* **ESTRATTO DEL TESTO**:
Dai dati raccolti si può notare inoltre una certa prevalenza dei partiti di sinistra, soprattutto del Partito comunista. La conclusione a cui giunge Pagano nel 1995 è dunque la seguente: «[…] tra il 1946 e il 1951 si inaugura una tendenza alla riduzione progressiva dell’attività femminile nelle amministrazioni locali, un trend che per quanto riguarda le elette al Parlamento dura fino alla metà degli anni settanta».
Questa conclusione rappresenta il punto di partenza della ricerca che sto portando avanti in questi mesi per l’Istituto di Varallo e che si sta concentrando su tre tipologie di fonti archivistiche: il fondo della Prefettura di Gabinetto di Vercelli, la stampa locale (“La Sesia”, “Corriere Valsesiano”, “Il Biellese”) e l’Archivio storico delle elezioni del Ministero degli Interni[7]. Come anticipato precedentemente, la ricerca è ancora in corso. Al momento sono stati raccolti i dati fino alle prime elezioni degli anni sessanta e poi da metà anni ottanta fino al 2016.

* **COMPITO DA SVOLGERE**:
Rispondi alle seguenti domande sull'estratto relativo alla presenza femminile nelle amministrazioni locali.
(a) Quale partito prevale in particolare nei dati raccolti?
(b) Secondo la conclusione di Pagano, fino a quando dura la tendenza per quanto riguarda le elette al Parlamento?
(c) Quali testate della stampa locale figurano tra le fonti della ricerca?

* **ELENCO FORNITO**:
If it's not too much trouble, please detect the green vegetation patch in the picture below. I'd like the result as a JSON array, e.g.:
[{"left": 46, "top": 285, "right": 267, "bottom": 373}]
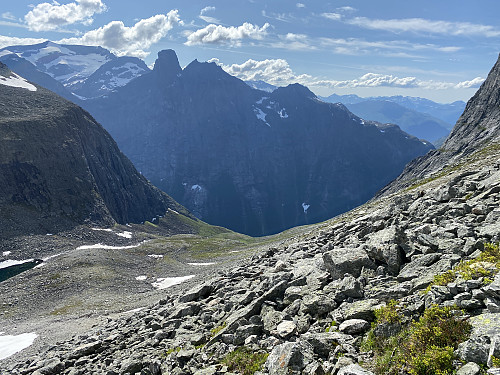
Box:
[
  {"left": 210, "top": 322, "right": 227, "bottom": 337},
  {"left": 425, "top": 243, "right": 500, "bottom": 293},
  {"left": 221, "top": 346, "right": 269, "bottom": 375},
  {"left": 362, "top": 303, "right": 472, "bottom": 375}
]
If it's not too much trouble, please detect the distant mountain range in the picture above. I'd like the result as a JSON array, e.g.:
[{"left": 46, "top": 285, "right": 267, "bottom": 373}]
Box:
[
  {"left": 322, "top": 94, "right": 465, "bottom": 146},
  {"left": 83, "top": 50, "right": 432, "bottom": 235},
  {"left": 322, "top": 94, "right": 465, "bottom": 125},
  {"left": 242, "top": 81, "right": 465, "bottom": 146},
  {"left": 0, "top": 42, "right": 438, "bottom": 235},
  {"left": 0, "top": 41, "right": 465, "bottom": 145},
  {"left": 0, "top": 41, "right": 149, "bottom": 100},
  {"left": 0, "top": 63, "right": 190, "bottom": 239}
]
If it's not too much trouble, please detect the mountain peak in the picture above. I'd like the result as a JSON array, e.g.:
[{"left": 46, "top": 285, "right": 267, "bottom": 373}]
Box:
[
  {"left": 153, "top": 49, "right": 182, "bottom": 82},
  {"left": 275, "top": 83, "right": 316, "bottom": 99}
]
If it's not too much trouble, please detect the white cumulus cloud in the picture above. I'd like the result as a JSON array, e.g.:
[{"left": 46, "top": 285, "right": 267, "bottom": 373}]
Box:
[
  {"left": 309, "top": 73, "right": 484, "bottom": 90},
  {"left": 2, "top": 12, "right": 17, "bottom": 21},
  {"left": 321, "top": 13, "right": 342, "bottom": 21},
  {"left": 210, "top": 58, "right": 484, "bottom": 90},
  {"left": 198, "top": 6, "right": 220, "bottom": 23},
  {"left": 24, "top": 0, "right": 106, "bottom": 31},
  {"left": 0, "top": 35, "right": 47, "bottom": 48},
  {"left": 59, "top": 10, "right": 182, "bottom": 57},
  {"left": 346, "top": 17, "right": 500, "bottom": 37},
  {"left": 184, "top": 22, "right": 271, "bottom": 46},
  {"left": 211, "top": 59, "right": 312, "bottom": 86}
]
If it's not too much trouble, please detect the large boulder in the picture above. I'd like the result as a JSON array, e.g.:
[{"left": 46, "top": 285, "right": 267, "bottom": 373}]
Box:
[
  {"left": 265, "top": 341, "right": 313, "bottom": 375},
  {"left": 323, "top": 248, "right": 376, "bottom": 280}
]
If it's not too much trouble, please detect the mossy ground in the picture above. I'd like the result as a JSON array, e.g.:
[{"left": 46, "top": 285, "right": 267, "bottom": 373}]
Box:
[
  {"left": 362, "top": 302, "right": 472, "bottom": 375},
  {"left": 221, "top": 346, "right": 269, "bottom": 375},
  {"left": 425, "top": 243, "right": 500, "bottom": 293}
]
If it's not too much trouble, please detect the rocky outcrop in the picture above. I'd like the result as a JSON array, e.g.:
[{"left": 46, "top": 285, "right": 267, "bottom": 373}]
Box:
[
  {"left": 0, "top": 63, "right": 187, "bottom": 238},
  {"left": 7, "top": 137, "right": 500, "bottom": 375},
  {"left": 85, "top": 50, "right": 432, "bottom": 236},
  {"left": 2, "top": 52, "right": 500, "bottom": 375},
  {"left": 379, "top": 54, "right": 500, "bottom": 195}
]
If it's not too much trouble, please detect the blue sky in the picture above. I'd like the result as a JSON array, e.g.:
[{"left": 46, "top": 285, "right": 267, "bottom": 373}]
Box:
[{"left": 0, "top": 0, "right": 500, "bottom": 102}]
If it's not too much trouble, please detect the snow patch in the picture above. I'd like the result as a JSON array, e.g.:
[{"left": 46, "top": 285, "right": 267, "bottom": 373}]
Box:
[
  {"left": 188, "top": 262, "right": 215, "bottom": 266},
  {"left": 122, "top": 307, "right": 145, "bottom": 314},
  {"left": 151, "top": 275, "right": 196, "bottom": 290},
  {"left": 0, "top": 332, "right": 38, "bottom": 360},
  {"left": 0, "top": 259, "right": 34, "bottom": 269},
  {"left": 148, "top": 254, "right": 163, "bottom": 259},
  {"left": 253, "top": 107, "right": 271, "bottom": 127},
  {"left": 76, "top": 243, "right": 141, "bottom": 250},
  {"left": 0, "top": 73, "right": 36, "bottom": 91},
  {"left": 278, "top": 108, "right": 288, "bottom": 118}
]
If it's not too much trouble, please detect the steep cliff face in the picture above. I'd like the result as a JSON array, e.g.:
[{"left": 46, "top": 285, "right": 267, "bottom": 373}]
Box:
[
  {"left": 0, "top": 63, "right": 189, "bottom": 237},
  {"left": 379, "top": 53, "right": 500, "bottom": 194},
  {"left": 85, "top": 51, "right": 432, "bottom": 235}
]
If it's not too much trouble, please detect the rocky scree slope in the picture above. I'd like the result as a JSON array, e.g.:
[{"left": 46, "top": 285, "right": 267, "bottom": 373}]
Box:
[
  {"left": 0, "top": 63, "right": 189, "bottom": 238},
  {"left": 84, "top": 50, "right": 432, "bottom": 235},
  {"left": 3, "top": 104, "right": 500, "bottom": 375},
  {"left": 381, "top": 53, "right": 500, "bottom": 194}
]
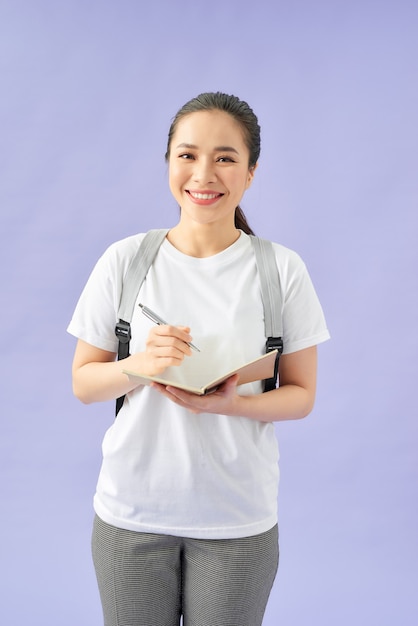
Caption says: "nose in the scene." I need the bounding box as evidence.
[193,158,216,185]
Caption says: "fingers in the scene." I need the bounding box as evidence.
[146,324,192,362]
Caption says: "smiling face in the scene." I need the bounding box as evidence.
[169,110,255,227]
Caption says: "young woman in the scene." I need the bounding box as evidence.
[69,93,328,626]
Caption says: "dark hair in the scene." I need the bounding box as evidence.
[165,91,260,235]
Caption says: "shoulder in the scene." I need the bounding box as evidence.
[250,237,306,273]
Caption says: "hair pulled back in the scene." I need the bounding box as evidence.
[165,91,261,235]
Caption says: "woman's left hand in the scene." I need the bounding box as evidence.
[152,374,239,415]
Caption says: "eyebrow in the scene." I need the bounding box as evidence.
[177,143,238,154]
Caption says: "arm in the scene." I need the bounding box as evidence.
[153,346,317,422]
[72,325,192,404]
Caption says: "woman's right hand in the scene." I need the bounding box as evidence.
[128,324,192,376]
[72,325,192,404]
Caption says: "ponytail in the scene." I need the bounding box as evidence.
[235,206,255,235]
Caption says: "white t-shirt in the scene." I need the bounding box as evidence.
[68,233,329,539]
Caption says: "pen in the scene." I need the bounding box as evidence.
[138,303,200,352]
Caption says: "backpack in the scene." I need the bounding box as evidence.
[115,229,283,415]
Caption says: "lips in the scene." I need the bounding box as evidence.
[187,189,224,204]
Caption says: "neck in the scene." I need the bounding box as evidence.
[167,221,240,258]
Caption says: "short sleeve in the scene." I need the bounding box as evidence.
[67,235,145,353]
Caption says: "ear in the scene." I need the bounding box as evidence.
[245,163,258,189]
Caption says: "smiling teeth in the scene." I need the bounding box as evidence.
[190,192,220,200]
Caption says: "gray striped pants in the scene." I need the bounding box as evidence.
[92,516,279,626]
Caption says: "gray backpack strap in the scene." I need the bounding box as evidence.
[251,236,283,391]
[115,229,168,415]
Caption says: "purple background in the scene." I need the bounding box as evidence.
[0,0,418,626]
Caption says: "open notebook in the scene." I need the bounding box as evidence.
[123,350,278,396]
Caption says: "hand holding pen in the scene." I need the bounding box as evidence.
[139,303,200,352]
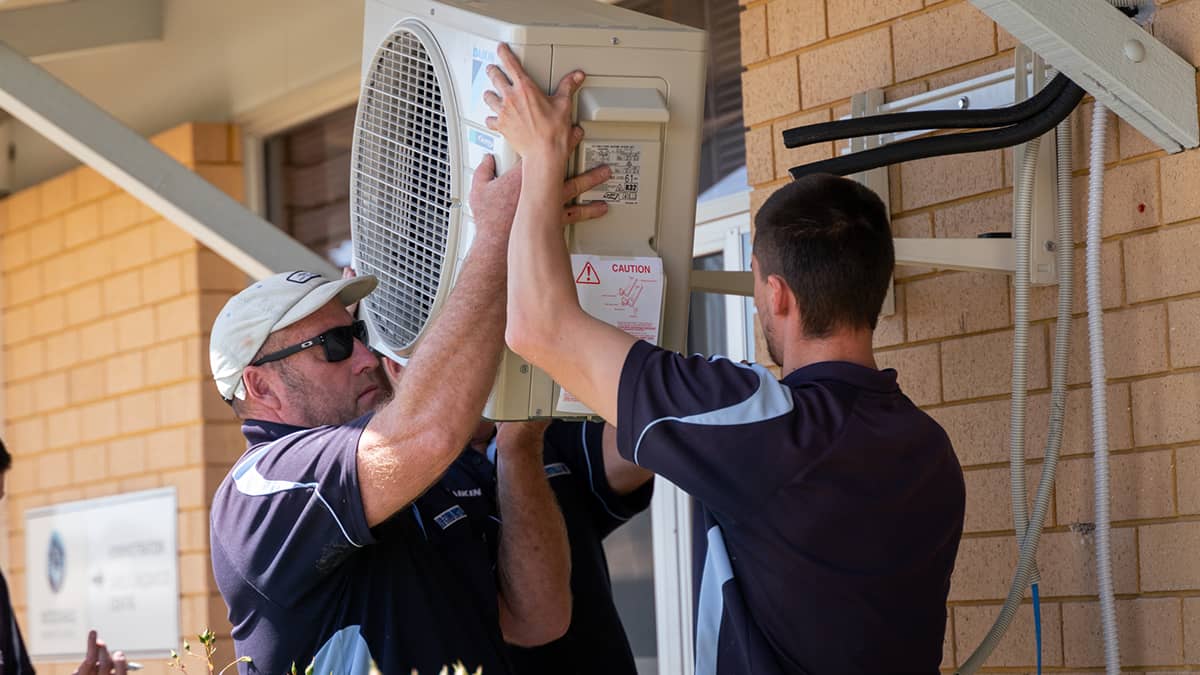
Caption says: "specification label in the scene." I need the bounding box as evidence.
[580,142,642,204]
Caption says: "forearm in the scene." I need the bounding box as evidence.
[506,159,582,360]
[497,434,571,646]
[359,236,506,525]
[386,230,508,429]
[604,424,654,496]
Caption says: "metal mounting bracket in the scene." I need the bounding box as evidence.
[971,0,1200,153]
[844,47,1057,316]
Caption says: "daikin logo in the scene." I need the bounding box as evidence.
[46,531,67,593]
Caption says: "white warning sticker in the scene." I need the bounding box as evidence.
[557,255,665,414]
[580,142,643,204]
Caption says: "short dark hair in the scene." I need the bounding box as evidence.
[754,174,895,338]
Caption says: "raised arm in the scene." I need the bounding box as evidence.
[496,422,571,646]
[604,424,654,496]
[356,157,604,526]
[484,44,636,424]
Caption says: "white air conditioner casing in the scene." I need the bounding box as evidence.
[350,0,707,420]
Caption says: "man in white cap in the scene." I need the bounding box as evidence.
[210,159,606,675]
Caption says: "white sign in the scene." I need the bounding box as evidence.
[557,255,665,414]
[25,488,180,659]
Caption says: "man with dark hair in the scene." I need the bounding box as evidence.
[511,420,654,675]
[485,46,965,675]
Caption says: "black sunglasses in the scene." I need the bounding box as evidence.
[250,321,370,365]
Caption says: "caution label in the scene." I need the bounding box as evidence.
[557,255,665,414]
[575,262,600,285]
[580,141,642,204]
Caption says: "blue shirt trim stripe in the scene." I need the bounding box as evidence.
[233,443,362,549]
[309,626,371,675]
[634,357,796,465]
[696,525,733,675]
[580,423,629,522]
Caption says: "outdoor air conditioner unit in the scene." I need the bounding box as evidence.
[350,0,707,420]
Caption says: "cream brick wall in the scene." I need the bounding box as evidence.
[744,0,1200,671]
[0,124,246,673]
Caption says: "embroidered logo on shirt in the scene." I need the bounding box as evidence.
[433,504,467,530]
[546,461,571,478]
[287,271,320,283]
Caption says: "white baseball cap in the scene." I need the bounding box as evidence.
[209,271,379,401]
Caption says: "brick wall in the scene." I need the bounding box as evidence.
[0,124,246,674]
[742,0,1200,671]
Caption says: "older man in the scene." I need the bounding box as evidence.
[210,154,601,674]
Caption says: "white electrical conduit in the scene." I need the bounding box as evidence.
[959,103,1074,674]
[1087,102,1121,675]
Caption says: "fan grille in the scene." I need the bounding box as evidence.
[350,28,452,350]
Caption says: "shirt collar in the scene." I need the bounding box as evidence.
[784,362,900,393]
[241,419,305,446]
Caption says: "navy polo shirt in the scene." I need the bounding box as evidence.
[506,422,654,675]
[0,566,34,675]
[618,342,965,675]
[211,416,511,674]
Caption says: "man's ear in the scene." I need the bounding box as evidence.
[767,274,796,317]
[241,365,283,411]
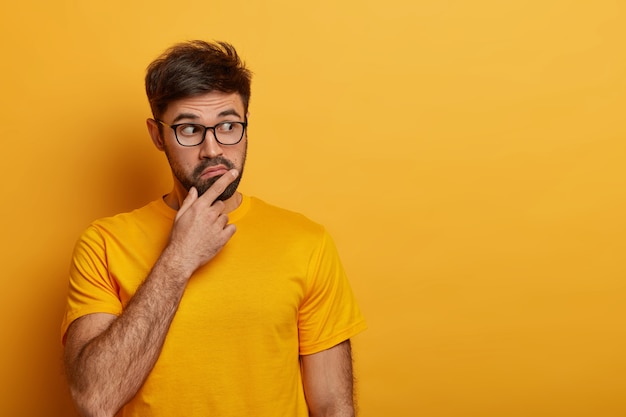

* **RISPOSTA COMPLETA**:
(a) Nei dati raccolti prevale in particolare il Partito comunista.
(b) Per le elette al Parlamento la tendenza dura fino alla metà degli anni settanta.
(c) Le testate indicate sono "La Sesia", "Corriere Valsesiano" e "Il Biellese".